** Start DATA EXTRACT **
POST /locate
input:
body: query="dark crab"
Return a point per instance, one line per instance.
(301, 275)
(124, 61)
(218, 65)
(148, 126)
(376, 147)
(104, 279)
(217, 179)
** End DATA EXTRACT **
--- PROBLEM TO WORK ON ---
Render each line of the listing above as a JSON list of strings, one string per line, and leave out any blank lines.

--- REPLY ---
[
  "POST /locate",
  "input:",
  "body: query=\"dark crab\"",
  "Return a point per instance, one line per instance.",
  "(301, 275)",
  "(124, 61)",
  "(218, 65)",
  "(148, 126)",
  "(376, 147)",
  "(104, 279)",
  "(217, 179)"
]